What to work on:
**1.** In the coyote vision thread, rewrite the paragraph beginning "Human eyes have few rods" as a short bulleted list that keeps its main facts.
**2.** In the coyote vision thread, which colors does Danny B recall coyotes seeing?
**3.** Duplicate the part of the coyote vision thread between "## Bloodyblinddoors (Oct" and "don't move them.", inclusive.

BEGIN Supplied text

# Coyotes see color?



## iwantabuggy (Feb 15, 2005)

I am curious. Can yotes see color?


----------



## Bloodyblinddoors (Oct 25, 2006)

They're color blind like any domestic dog. Meaning they do see most colors.


----------



## Ohio Wally (May 10, 2007)

Yes, they are colorblind. I think bloody....meant to say they do NOT see most colors. They see some earth-tone colors but not sharp colors like red blue green and yellow. One thing is for sure...they can see white. Also, Southern Ohio coyotes can make out your face and hands real easy if they are not covered. Really stands out to them even if you don't move them.


----------



## Danny B (Jun 6, 2006)

Coyotes are not totally color blind, they can see some colors. If I remember right they see in hues of blue, green and maybe even yellow. May not be right on the money, but I'm close.


----------



## Plainsman (Jul 30, 2003)

Many animals like deer and coyotes that biologists thought were totally color blind are not. The easiest way to tell yourself is checking to see if their eyes reflect light. Cones in your eye are the color receptors, and rods are your black and white vision. Rods are flat at the back and reflect light. Dogs and coyotes have mostly rods, while people have mostly cones. Colors are reflected in different wave lengths and stimulate the cones at different positions which our brain interprets as colors.
Human eyes have few rods, but there are more rods at the periphery than the center of your eye. Therefore, at night you have better night vision at the edges of your view than the center view. If you can't see something good at night don't look directly at it, rather turn your head and get it into your peripheral vision zone.


----------

END Supplied text
BEGIN Data supplied

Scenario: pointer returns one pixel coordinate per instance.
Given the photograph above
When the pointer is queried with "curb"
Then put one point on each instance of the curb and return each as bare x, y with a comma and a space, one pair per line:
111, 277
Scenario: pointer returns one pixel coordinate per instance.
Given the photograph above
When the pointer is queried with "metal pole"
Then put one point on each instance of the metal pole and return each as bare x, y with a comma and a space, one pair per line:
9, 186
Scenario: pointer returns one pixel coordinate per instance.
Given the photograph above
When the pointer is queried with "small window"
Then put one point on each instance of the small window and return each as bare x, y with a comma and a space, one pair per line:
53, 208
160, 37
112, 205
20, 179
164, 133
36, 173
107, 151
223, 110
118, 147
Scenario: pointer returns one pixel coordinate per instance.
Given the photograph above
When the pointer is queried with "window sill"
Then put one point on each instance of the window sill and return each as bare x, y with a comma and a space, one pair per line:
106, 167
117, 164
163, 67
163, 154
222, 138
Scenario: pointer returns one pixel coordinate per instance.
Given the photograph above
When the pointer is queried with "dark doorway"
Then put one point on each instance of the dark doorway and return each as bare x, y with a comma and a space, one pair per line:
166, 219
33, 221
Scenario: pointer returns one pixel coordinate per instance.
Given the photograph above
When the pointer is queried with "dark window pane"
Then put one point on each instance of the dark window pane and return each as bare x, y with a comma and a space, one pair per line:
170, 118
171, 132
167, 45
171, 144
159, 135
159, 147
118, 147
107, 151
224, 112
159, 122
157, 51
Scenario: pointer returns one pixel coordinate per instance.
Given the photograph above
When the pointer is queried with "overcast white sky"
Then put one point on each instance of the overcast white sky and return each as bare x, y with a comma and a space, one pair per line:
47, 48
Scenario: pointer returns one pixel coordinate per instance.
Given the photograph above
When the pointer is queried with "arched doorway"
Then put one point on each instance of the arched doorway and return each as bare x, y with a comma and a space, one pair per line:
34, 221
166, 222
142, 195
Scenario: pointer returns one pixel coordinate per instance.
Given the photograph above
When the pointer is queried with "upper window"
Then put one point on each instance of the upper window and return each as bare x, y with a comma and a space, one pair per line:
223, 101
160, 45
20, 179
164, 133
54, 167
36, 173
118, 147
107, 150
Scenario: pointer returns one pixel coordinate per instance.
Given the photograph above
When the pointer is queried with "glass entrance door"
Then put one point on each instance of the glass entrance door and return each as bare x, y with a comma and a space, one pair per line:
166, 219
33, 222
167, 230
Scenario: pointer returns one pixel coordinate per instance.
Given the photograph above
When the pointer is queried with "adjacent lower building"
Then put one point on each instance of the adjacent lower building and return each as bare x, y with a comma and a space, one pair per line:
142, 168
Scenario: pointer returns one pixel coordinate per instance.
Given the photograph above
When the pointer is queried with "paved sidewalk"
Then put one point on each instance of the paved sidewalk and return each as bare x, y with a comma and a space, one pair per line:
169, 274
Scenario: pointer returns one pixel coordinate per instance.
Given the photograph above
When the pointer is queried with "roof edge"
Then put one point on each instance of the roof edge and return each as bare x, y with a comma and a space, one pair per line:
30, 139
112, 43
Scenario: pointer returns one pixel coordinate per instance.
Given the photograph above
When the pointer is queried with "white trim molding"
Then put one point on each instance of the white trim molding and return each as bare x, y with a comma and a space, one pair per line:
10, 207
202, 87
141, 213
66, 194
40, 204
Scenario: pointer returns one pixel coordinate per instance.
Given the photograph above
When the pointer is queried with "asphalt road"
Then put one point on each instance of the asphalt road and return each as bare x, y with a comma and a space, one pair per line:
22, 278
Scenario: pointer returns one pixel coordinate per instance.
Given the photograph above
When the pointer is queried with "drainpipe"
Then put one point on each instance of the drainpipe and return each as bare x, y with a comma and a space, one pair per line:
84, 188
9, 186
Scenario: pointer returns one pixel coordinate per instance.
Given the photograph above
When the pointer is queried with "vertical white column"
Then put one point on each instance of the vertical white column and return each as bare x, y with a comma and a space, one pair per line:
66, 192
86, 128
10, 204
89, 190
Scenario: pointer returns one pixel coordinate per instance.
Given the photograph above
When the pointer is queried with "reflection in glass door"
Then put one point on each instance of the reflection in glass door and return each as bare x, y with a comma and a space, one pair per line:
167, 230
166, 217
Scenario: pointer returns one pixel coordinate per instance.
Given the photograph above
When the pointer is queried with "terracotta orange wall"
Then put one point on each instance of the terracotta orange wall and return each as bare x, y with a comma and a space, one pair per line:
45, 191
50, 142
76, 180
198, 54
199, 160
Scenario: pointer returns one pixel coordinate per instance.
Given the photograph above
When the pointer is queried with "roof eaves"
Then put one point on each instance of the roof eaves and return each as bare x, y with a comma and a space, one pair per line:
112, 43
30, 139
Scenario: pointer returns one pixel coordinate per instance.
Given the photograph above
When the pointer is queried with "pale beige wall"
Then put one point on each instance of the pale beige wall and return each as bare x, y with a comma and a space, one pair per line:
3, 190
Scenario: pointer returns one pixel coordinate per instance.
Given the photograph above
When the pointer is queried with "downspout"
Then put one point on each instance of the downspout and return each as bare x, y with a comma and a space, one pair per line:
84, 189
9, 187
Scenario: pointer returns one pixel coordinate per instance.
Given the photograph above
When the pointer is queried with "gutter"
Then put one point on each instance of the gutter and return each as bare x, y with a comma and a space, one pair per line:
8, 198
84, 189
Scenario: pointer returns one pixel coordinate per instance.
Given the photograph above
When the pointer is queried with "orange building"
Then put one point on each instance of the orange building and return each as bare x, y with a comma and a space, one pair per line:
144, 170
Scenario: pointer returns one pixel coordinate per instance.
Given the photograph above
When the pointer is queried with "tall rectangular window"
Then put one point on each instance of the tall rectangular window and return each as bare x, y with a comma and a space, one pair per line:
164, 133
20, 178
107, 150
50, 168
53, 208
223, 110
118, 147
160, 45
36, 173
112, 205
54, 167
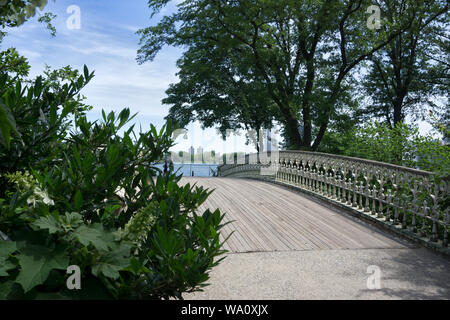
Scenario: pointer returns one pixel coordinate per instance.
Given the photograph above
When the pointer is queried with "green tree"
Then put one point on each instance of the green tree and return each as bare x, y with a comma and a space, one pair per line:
210, 92
406, 75
301, 52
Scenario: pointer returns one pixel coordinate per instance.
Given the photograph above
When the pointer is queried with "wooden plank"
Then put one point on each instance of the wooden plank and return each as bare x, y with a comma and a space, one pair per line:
271, 218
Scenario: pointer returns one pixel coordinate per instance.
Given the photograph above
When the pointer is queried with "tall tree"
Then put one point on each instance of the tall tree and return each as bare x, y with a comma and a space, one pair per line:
213, 91
408, 74
301, 52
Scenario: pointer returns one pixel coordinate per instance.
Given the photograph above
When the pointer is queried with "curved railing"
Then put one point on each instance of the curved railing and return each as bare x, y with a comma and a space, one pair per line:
405, 199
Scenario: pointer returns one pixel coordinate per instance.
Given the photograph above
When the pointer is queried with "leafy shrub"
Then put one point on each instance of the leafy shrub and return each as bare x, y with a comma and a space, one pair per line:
81, 194
402, 145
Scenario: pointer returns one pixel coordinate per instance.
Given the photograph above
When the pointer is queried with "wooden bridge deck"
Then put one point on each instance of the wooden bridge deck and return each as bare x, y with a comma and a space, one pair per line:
268, 217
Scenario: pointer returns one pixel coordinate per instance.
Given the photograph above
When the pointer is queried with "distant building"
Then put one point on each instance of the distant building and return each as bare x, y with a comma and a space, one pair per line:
268, 141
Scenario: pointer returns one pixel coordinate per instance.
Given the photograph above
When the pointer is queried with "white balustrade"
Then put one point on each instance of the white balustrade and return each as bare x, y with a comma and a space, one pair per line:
403, 197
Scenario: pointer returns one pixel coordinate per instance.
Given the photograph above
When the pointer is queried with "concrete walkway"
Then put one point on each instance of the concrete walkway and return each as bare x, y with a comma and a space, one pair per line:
286, 246
329, 274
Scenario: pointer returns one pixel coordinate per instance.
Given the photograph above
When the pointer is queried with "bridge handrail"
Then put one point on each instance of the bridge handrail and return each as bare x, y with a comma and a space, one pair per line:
408, 199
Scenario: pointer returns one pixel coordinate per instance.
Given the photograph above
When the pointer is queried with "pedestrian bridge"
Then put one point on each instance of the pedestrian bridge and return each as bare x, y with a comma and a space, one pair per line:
268, 217
307, 225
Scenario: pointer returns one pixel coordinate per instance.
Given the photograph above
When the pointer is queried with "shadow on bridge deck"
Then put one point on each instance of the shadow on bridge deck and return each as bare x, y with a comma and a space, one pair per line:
287, 246
268, 217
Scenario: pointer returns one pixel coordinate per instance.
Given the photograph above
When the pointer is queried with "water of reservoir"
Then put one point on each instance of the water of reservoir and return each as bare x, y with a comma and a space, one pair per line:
193, 169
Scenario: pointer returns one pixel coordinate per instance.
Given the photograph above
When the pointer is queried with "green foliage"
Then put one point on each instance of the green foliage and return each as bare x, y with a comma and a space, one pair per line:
76, 192
299, 55
407, 77
402, 145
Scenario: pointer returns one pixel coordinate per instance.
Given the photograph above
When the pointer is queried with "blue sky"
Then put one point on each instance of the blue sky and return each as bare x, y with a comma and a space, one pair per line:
106, 42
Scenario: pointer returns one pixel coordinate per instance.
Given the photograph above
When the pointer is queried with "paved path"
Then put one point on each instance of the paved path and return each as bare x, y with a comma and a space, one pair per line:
287, 246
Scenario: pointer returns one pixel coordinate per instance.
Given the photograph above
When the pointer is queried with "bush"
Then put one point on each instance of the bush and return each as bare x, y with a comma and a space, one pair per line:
84, 195
402, 145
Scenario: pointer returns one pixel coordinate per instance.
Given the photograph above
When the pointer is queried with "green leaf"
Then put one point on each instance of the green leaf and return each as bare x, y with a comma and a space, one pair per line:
78, 201
7, 247
48, 222
110, 264
37, 262
5, 289
7, 124
95, 235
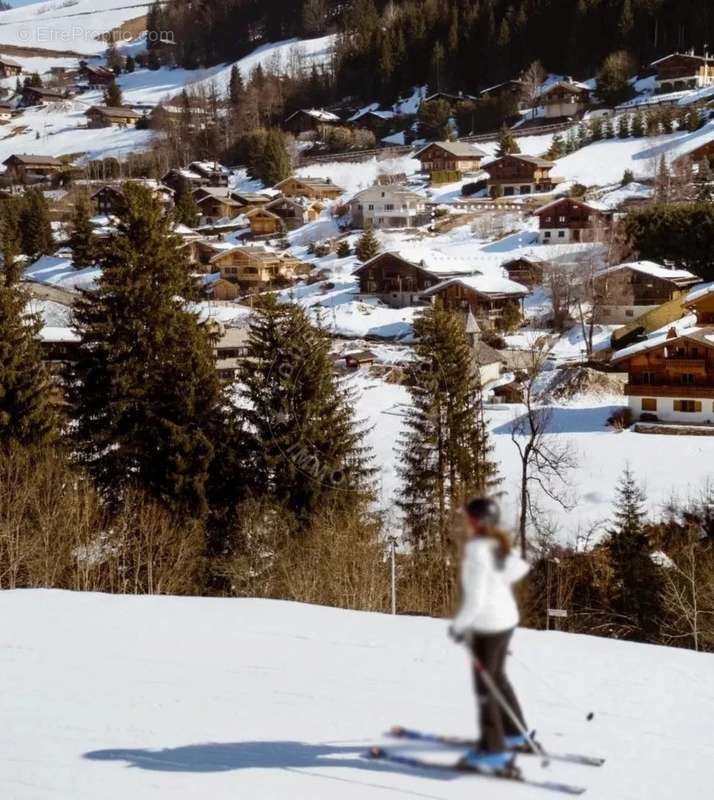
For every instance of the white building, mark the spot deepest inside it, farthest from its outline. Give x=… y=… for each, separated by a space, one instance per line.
x=388 y=207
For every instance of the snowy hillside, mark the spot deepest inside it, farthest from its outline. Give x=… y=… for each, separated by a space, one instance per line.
x=132 y=697
x=71 y=25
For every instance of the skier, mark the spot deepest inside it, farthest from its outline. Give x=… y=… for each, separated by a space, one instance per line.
x=486 y=621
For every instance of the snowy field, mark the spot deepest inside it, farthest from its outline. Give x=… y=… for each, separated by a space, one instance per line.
x=132 y=697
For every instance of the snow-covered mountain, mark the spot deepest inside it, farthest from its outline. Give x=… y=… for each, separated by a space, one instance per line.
x=114 y=697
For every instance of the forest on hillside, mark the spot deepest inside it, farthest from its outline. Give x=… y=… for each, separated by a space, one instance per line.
x=454 y=45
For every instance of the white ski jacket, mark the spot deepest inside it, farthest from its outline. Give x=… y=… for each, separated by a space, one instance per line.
x=488 y=605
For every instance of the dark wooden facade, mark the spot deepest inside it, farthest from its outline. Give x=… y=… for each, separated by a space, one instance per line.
x=394 y=279
x=524 y=173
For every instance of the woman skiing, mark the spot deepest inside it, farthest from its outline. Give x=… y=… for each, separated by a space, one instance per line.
x=486 y=621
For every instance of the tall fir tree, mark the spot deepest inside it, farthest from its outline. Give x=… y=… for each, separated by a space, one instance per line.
x=113 y=96
x=367 y=245
x=82 y=240
x=35 y=225
x=275 y=162
x=310 y=450
x=146 y=399
x=445 y=453
x=637 y=580
x=507 y=143
x=27 y=414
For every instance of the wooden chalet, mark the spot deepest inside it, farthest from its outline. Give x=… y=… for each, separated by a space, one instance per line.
x=311 y=188
x=394 y=280
x=486 y=297
x=449 y=158
x=217 y=203
x=678 y=72
x=627 y=291
x=211 y=172
x=9 y=68
x=96 y=77
x=21 y=168
x=264 y=222
x=111 y=117
x=310 y=120
x=518 y=174
x=671 y=375
x=106 y=199
x=293 y=213
x=569 y=220
x=256 y=268
x=37 y=96
x=564 y=99
x=527 y=270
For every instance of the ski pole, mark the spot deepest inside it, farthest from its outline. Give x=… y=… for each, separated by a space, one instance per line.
x=505 y=705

END Data supplied

Solutions per task:
**1.**
- Human eyes have few rods, and more of them sit at the edges of the eye than at the center.
- Because of this, night vision is better at the edges of your view than in the center.
- To see something better at night, don't look straight at it. Turn your head so it falls in your peripheral vision.

**2.** Hues of blue, green and maybe yellow.

**3.**
## Bloodyblinddoors (Oct 25, 2006)

They're color blind like any domestic dog. Meaning they do see most colors.


----------



## Ohio Wally (May 10, 2007)

Yes, they are colorblind. I think bloody....meant to say they do NOT see most colors. They see some earth-tone colors but not sharp colors like red blue green and yellow. One thing is for sure...they can see white. Also, Southern Ohio coyotes can make out your face and hands real easy if they are not covered. Really stands out to them even if you don't move them.